The biopolymer Arbofill Fichte which was patented by a group of researchers from the Fraunhofer Institute for Chemical Technology (ICT) in Pfinztal, Germany, in association with the business Tecnaro GmbH, has the potential to be used in a wide range of industrial applications, including those involving renewable resources and biopolymers such as polyester (e.g., bio-PET), polyhydroxyalkanoates (PHAs), poly-caprolactone (PCL), starch, polylactic acid (PLA), bio-polyolefins (bio-PEs), bio-polyamides (bio-PAs), lignin, natural resins, natural waxes, natural oils, natural fatty acids, cellulose, organic additives, and natural reinforcing fibres [55]. The main characteristics of Arbofill Fichte according to some previously study realized by a part of research team are: melt volume rate 6cm³/10min; heat deflection temperature 111°C; impact strength 17KJ/m², [54,55]; tensile strength sample as 28 MPa at room temperature (RT), 13.5 MPa at 60°C, tensile strain at fracture of 4.71% (at RT) and 7.1% (60°C), [53]. relative density 1.08, microhardness in the range 0.07804 MPa [56]. Furthermore, a dry friction coefficient in the range 0.145–0.15 has been reported for pin against AISI 572 Gr 65 (OL60) steel disk [53]. The samples used for texturing were obtained by injection moulding using the SZ-600H injection machine (Shen Zhou, Zhangjiagang, China). To obtain better quality results, homogenized sample preparation was used for each sample. Before laser micromachining, the mechanical finishing process was performed using the grinding–polishing machine, known as TERGAMIN-30 (Struers, Willich, Germany). Each sample was mechanically planed and sequentially polished with paper grain-size gradations of 500, 800, and 1200 grid/mm² in time t = 4 min per each gradient, and mechanically polished by polishing wheels, with gradations of 9, 3, and 1 μm.

2.2. Laser Surface Texturing (LST)

The surface texturing process utilized an A-355 picosecond laser system (Oxford Lasers Ltd, Didcot, UK), featuring a 335 nm wavelength diode-pumped solid-state picosecond laser. This system generates 5-10 ps pulse durations with 120 µJ energy at a pulse frequency of 400 Hz. The average laser power for the texturing system was 24 mW, with a Gaussian distribution of laser beam intensity. The laser pattern (or filling strategy) was designed with the Cimita software (Oxford Lasers, Didcot, UK) integrated into the micromachining system.

The LST process was given the following parameters presented in Table 1.

2.2.1. Microscopic Observation

The geometric structure of the sample’s surfaces and the wear tracks were analyzed using a Leica DVM6 digital microscope (DM).

2.2.2. Wettability Test

Contact angle (Θ) measurements were carried out using the sitting drop method to determine the wettability of the tested samples surface. For this purpose, the Biolin Scientific Attension Theta Flex strain gauge was used. Drops of distilled water as measuring liquid in the volume of 2 µl were deposited on the surface of the tested samples, each time maintaining the minimum (same) height of the dispenser above the surface. Contact angle measurements were performed as a function of time (60 s) in a series of 3 measurements for each sample. Measurements were carried out at room temperature 289 K (25°C).

→ Required actions:
1/ Answer these questions using the Arbofill Fichte passage:
(a) Which machine was used to injection-mold the samples?
(b) What wavelength does the A-355 laser system operate at?
(c) What volume of distilled water was used for each drop in the contact angle measurements?
2/ Replace "24 mW" with "30 mW" in the Arbofill Fichte passage, and write out the text from "The surface texturing" to "the micromachining system.".
The rows that come next are separate material and have no connection to the Arbofill Fichte passage.

→ Dataset excerpts:
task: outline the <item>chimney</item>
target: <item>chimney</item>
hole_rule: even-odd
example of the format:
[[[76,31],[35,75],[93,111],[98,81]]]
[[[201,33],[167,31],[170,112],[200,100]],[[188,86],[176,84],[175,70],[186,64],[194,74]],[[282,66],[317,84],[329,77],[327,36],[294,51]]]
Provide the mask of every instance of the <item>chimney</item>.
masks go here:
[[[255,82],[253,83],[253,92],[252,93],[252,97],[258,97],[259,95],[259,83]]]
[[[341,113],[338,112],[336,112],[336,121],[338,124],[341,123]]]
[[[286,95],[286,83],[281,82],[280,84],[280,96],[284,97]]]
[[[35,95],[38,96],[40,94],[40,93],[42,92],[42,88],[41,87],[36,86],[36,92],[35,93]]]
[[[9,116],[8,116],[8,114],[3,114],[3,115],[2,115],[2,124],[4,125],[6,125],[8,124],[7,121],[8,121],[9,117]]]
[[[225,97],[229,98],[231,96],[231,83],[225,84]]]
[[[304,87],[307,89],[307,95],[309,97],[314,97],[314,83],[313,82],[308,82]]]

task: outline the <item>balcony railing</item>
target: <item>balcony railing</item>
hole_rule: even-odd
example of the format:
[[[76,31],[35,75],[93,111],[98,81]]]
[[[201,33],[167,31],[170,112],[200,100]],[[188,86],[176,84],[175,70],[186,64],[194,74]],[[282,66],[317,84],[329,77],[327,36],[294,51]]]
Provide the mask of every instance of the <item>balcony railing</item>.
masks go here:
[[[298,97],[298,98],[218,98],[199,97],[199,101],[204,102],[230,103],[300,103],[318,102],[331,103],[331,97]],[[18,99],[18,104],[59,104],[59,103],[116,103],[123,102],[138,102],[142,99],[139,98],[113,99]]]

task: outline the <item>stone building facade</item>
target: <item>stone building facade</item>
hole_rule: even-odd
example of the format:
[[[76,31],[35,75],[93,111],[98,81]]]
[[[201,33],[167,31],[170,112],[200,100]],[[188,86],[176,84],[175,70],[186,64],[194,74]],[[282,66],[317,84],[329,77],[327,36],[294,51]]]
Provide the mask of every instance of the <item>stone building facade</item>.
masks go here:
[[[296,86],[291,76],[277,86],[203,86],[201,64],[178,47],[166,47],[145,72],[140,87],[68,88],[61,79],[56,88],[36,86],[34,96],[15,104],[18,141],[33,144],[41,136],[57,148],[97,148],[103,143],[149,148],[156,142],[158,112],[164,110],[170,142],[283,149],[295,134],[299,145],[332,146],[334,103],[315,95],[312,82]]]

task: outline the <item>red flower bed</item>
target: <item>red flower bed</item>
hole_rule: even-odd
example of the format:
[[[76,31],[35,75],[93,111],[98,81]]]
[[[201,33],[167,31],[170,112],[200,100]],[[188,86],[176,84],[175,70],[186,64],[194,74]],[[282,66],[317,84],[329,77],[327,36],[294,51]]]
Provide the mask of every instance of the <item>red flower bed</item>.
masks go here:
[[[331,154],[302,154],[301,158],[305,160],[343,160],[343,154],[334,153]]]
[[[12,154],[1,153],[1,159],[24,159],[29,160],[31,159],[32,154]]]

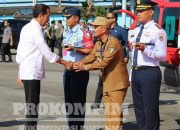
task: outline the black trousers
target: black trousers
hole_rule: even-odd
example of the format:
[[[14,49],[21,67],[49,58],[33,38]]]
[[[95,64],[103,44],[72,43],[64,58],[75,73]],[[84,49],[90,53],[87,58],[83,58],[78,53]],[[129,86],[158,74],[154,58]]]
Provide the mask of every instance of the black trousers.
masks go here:
[[[1,57],[2,57],[3,61],[6,61],[5,54],[8,55],[9,60],[12,60],[9,43],[2,43],[2,45],[1,45]]]
[[[159,130],[159,68],[132,70],[132,96],[139,130]]]
[[[64,96],[69,129],[82,130],[85,118],[86,90],[89,81],[88,71],[64,70]]]
[[[36,130],[40,100],[40,80],[23,80],[23,84],[27,107],[25,130]]]
[[[103,97],[103,79],[99,75],[98,87],[96,89],[96,95],[95,95],[94,103],[100,104],[102,97]]]

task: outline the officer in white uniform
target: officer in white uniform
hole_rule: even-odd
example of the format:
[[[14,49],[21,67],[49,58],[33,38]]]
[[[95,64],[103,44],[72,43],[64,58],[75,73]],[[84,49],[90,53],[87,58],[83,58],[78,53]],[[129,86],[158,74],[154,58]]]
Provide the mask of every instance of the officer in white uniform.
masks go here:
[[[80,10],[74,7],[64,10],[66,25],[69,26],[66,38],[63,39],[63,59],[71,62],[82,60],[94,47],[92,36],[88,30],[80,24]],[[66,107],[68,127],[70,130],[83,130],[85,111],[77,113],[77,107],[85,107],[86,90],[89,81],[89,72],[75,72],[71,68],[64,70],[64,96],[65,103],[72,107]],[[76,104],[75,104],[76,103]],[[78,103],[78,104],[77,104]],[[83,111],[83,110],[82,110]]]
[[[37,129],[40,84],[45,78],[44,58],[50,63],[60,63],[68,67],[68,62],[52,53],[44,40],[42,28],[49,21],[50,8],[44,4],[33,7],[33,19],[26,24],[20,34],[16,62],[19,64],[18,83],[24,85],[27,105],[25,130]]]
[[[132,95],[139,130],[159,130],[159,61],[166,59],[167,36],[153,20],[155,3],[137,1],[140,26],[131,34],[133,45]]]

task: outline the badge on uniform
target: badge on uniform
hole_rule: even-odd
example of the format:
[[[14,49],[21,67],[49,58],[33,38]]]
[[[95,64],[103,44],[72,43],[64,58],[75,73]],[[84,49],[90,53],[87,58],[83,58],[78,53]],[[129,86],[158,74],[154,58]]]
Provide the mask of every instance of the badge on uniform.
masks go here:
[[[109,48],[110,54],[114,52],[114,48]]]
[[[131,35],[130,37],[132,38],[132,37],[134,37],[134,35]]]
[[[163,34],[162,33],[159,33],[159,40],[160,41],[163,41],[164,37],[163,37]]]

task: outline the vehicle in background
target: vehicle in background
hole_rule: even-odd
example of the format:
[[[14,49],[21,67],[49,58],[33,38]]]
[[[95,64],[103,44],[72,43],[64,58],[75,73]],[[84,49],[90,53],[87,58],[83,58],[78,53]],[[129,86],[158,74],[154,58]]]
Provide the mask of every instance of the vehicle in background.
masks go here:
[[[13,49],[16,49],[19,43],[19,37],[21,29],[24,25],[29,23],[29,20],[24,19],[8,19],[10,23],[10,27],[12,28],[12,34],[13,34]],[[3,34],[4,29],[4,23],[3,20],[0,20],[0,35]],[[2,37],[0,37],[0,46],[1,46]]]

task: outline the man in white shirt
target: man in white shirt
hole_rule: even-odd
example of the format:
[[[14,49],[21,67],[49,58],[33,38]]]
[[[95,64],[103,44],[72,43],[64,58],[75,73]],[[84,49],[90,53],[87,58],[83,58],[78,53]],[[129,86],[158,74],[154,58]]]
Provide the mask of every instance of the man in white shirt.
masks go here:
[[[17,49],[16,62],[19,64],[18,83],[23,83],[25,89],[27,115],[25,130],[36,130],[40,81],[45,77],[44,57],[50,62],[63,64],[66,68],[69,62],[52,53],[44,40],[42,27],[49,21],[50,8],[44,4],[33,7],[33,19],[22,28]]]

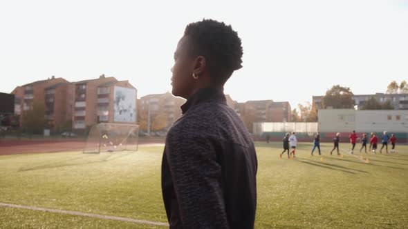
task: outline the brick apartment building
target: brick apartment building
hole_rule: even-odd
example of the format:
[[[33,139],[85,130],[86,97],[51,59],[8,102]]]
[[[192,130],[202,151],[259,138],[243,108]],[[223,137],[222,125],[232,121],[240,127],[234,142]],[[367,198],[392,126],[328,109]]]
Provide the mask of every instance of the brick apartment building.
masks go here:
[[[144,96],[138,100],[140,129],[167,130],[181,115],[180,107],[185,99],[175,97],[171,93]],[[157,130],[156,130],[157,129]]]
[[[292,121],[292,108],[288,102],[272,102],[266,110],[266,121],[268,122]]]
[[[100,122],[137,122],[137,90],[128,81],[103,74],[74,83],[52,77],[18,86],[12,94],[15,96],[15,114],[19,116],[20,126],[21,114],[33,109],[35,102],[44,106],[46,128],[53,132],[67,125],[74,132],[83,132]]]
[[[24,121],[22,112],[33,109],[35,102],[45,106],[49,128],[56,130],[69,121],[71,110],[66,97],[69,88],[68,81],[54,76],[17,87],[11,93],[15,96],[15,114],[19,117],[20,126]]]
[[[137,90],[128,81],[105,77],[73,83],[73,129],[80,132],[100,122],[136,124]],[[129,106],[119,108],[126,98]],[[122,119],[124,112],[128,117]]]
[[[313,103],[316,104],[317,109],[322,108],[323,95],[313,96]],[[408,94],[384,94],[375,93],[373,94],[353,94],[351,99],[354,100],[354,105],[361,108],[371,97],[374,97],[380,103],[387,100],[391,102],[394,110],[408,110]]]
[[[250,132],[256,122],[291,121],[290,105],[288,102],[274,102],[272,100],[235,102],[234,108]]]

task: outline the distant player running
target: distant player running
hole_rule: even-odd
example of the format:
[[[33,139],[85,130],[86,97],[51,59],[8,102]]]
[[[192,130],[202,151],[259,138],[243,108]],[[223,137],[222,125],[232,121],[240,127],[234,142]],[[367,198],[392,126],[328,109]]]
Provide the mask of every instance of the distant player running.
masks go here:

→ Task-by-task results:
1/
(a) The SZ-600H injection machine (Shen Zhou, Zhangjiagang, China).
(b) 335 nm.
(c) 2 µl.

2/
The surface texturing process utilized an A-355 picosecond laser system (Oxford Lasers Ltd, Didcot, UK), featuring a 335 nm wavelength diode-pumped solid-state picosecond laser. This system generates 5-10 ps pulse durations with 120 µJ energy at a pulse frequency of 400 Hz. The average laser power for the texturing system was 30 mW, with a Gaussian distribution of laser beam intensity. The laser pattern (or filling strategy) was designed with the Cimita software (Oxford Lasers, Didcot, UK) integrated into the micromachining system.